* What is required: Copy the lines between the one holding "the pale skin" and the one holding "x=866, y=517", inclusive, and swap "pale skin" for "light skin" while keeping every other part the same.

-- Start of Exercise material --

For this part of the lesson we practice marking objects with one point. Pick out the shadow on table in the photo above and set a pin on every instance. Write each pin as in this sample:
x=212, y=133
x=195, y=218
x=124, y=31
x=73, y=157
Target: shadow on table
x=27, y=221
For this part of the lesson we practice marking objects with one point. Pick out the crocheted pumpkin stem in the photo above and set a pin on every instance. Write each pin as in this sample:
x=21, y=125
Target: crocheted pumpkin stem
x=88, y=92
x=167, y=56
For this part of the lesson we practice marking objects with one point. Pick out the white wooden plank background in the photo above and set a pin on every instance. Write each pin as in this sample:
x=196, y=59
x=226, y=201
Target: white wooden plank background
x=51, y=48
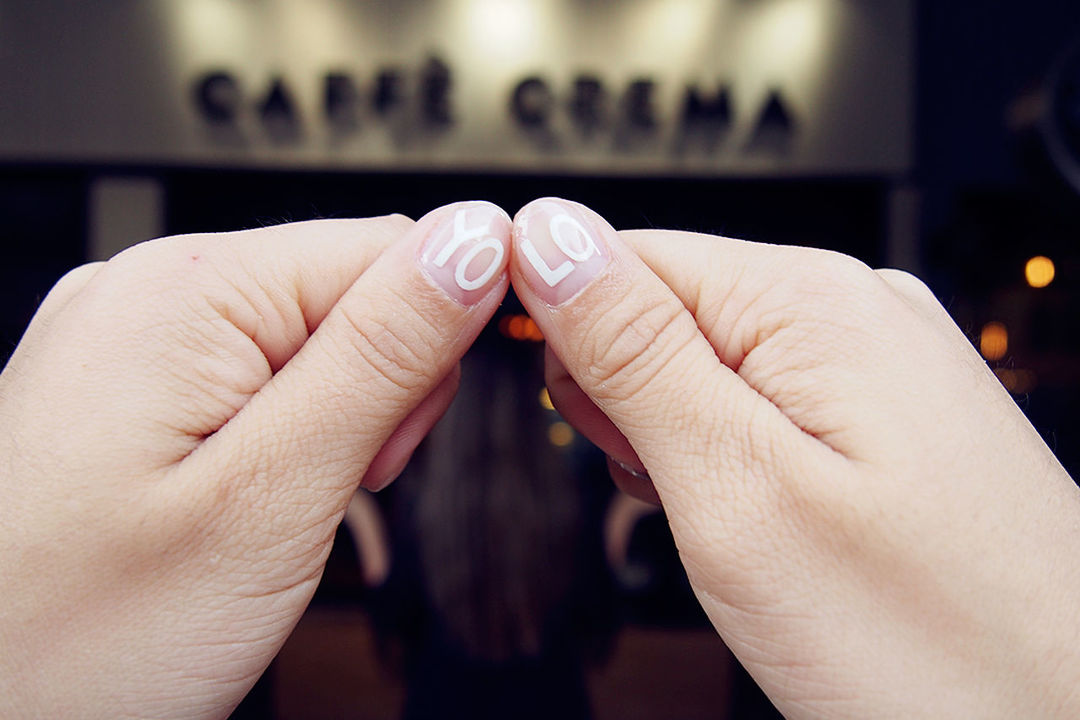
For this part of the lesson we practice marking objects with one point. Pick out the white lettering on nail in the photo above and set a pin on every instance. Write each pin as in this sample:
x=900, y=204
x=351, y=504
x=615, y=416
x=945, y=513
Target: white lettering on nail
x=480, y=281
x=460, y=236
x=552, y=276
x=575, y=241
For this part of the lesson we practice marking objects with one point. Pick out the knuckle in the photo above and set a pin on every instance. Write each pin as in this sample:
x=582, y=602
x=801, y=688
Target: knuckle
x=622, y=358
x=392, y=348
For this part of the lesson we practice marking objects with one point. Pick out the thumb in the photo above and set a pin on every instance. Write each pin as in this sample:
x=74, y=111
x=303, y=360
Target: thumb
x=390, y=344
x=635, y=350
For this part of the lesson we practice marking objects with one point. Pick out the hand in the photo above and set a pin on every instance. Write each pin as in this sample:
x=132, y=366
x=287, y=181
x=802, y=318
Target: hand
x=869, y=521
x=181, y=430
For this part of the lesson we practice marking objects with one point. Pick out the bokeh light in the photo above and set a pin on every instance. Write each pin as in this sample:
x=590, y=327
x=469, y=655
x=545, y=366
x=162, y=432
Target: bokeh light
x=559, y=434
x=1039, y=271
x=994, y=341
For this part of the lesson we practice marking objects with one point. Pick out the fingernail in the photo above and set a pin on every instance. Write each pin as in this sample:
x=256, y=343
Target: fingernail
x=466, y=253
x=562, y=248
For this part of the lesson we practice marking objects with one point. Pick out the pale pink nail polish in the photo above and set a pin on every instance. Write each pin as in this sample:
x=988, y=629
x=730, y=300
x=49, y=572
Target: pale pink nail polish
x=466, y=254
x=562, y=248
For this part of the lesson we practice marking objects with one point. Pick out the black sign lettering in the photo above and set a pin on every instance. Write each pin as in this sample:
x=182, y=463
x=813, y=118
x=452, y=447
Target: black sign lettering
x=217, y=96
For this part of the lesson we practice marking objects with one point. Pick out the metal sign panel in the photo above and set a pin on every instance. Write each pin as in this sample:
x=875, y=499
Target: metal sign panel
x=680, y=86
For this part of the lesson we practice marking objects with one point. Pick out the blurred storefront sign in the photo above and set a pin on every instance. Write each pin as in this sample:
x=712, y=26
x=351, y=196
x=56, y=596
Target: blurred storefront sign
x=680, y=86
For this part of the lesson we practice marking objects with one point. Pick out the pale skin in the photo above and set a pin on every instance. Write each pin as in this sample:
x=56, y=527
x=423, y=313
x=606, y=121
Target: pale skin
x=866, y=517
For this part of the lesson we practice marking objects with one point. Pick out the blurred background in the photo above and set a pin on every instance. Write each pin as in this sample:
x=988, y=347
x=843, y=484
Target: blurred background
x=937, y=137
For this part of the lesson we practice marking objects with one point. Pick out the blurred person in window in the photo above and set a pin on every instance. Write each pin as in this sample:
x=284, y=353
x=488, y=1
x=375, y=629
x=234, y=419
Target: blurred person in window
x=497, y=594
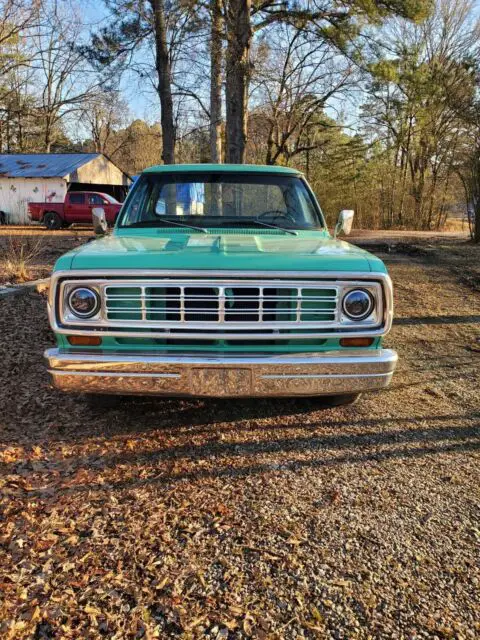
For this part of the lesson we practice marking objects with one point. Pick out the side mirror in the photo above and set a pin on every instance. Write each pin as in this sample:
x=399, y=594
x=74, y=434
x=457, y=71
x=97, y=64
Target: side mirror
x=99, y=221
x=345, y=221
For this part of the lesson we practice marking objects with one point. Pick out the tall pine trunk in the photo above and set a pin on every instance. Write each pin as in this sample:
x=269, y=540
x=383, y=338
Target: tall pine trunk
x=162, y=63
x=239, y=33
x=216, y=81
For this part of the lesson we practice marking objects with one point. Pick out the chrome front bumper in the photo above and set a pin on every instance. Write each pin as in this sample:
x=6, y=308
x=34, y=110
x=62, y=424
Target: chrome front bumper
x=195, y=375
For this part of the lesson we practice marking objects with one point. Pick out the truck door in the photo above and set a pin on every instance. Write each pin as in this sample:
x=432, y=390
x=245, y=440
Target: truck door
x=76, y=209
x=96, y=200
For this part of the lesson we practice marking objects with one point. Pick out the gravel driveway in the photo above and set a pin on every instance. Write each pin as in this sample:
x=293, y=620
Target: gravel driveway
x=263, y=519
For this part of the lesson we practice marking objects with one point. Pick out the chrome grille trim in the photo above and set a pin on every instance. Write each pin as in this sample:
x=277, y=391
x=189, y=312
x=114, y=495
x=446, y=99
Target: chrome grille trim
x=248, y=331
x=182, y=302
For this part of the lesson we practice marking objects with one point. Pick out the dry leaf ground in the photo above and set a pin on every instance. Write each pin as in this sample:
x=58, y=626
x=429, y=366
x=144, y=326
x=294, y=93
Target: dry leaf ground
x=263, y=519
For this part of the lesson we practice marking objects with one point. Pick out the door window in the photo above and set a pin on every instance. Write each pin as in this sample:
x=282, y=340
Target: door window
x=77, y=198
x=95, y=199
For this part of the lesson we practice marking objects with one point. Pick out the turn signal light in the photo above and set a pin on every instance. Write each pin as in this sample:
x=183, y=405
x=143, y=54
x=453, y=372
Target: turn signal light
x=356, y=342
x=84, y=341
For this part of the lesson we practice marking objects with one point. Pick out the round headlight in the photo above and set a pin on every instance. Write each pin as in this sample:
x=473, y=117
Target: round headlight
x=83, y=302
x=358, y=304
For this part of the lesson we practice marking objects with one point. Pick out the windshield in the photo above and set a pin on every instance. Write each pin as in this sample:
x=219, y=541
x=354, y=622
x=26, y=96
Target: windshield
x=220, y=200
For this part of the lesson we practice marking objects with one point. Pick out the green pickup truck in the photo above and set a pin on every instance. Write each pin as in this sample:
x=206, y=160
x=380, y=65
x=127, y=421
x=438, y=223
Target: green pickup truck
x=220, y=280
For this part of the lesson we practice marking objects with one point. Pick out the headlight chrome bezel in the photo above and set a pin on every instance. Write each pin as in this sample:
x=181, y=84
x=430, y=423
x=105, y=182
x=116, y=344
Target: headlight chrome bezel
x=366, y=314
x=74, y=314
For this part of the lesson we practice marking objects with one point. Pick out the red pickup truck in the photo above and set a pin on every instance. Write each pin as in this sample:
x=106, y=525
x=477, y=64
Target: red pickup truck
x=77, y=207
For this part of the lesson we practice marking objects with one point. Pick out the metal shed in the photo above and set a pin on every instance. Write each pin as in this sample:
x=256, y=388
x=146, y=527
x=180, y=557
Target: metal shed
x=46, y=177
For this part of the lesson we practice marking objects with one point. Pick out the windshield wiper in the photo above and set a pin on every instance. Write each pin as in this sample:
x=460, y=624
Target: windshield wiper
x=261, y=223
x=153, y=223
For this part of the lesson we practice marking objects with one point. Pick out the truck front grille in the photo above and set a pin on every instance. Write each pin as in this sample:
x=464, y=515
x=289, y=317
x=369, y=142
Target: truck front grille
x=230, y=306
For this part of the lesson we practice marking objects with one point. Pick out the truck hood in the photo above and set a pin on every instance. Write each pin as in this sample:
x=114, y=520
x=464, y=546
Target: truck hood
x=245, y=250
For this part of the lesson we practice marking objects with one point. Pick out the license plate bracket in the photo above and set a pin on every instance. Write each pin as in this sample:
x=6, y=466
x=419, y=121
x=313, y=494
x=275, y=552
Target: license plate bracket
x=221, y=382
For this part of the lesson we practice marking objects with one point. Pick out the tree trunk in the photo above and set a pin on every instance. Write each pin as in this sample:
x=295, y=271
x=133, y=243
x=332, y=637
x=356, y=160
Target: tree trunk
x=216, y=82
x=162, y=63
x=239, y=33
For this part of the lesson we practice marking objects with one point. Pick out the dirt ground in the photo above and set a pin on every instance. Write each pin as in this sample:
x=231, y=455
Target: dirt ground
x=263, y=519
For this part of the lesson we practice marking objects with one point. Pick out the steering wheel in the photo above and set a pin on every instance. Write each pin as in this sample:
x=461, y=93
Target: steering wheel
x=275, y=214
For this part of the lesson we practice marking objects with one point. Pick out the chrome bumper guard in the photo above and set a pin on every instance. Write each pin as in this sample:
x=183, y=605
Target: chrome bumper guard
x=210, y=375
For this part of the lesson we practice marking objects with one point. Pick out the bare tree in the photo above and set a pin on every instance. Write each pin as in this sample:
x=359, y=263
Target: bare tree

-- End of Exercise material --

* The result:
For this part of the lesson we practice marking objects with one point. Pick out the light skin in the photo above and set a pin on every instance. Write each pin as in this sample:
x=56, y=527
x=423, y=313
x=606, y=121
Target: light skin
x=866, y=517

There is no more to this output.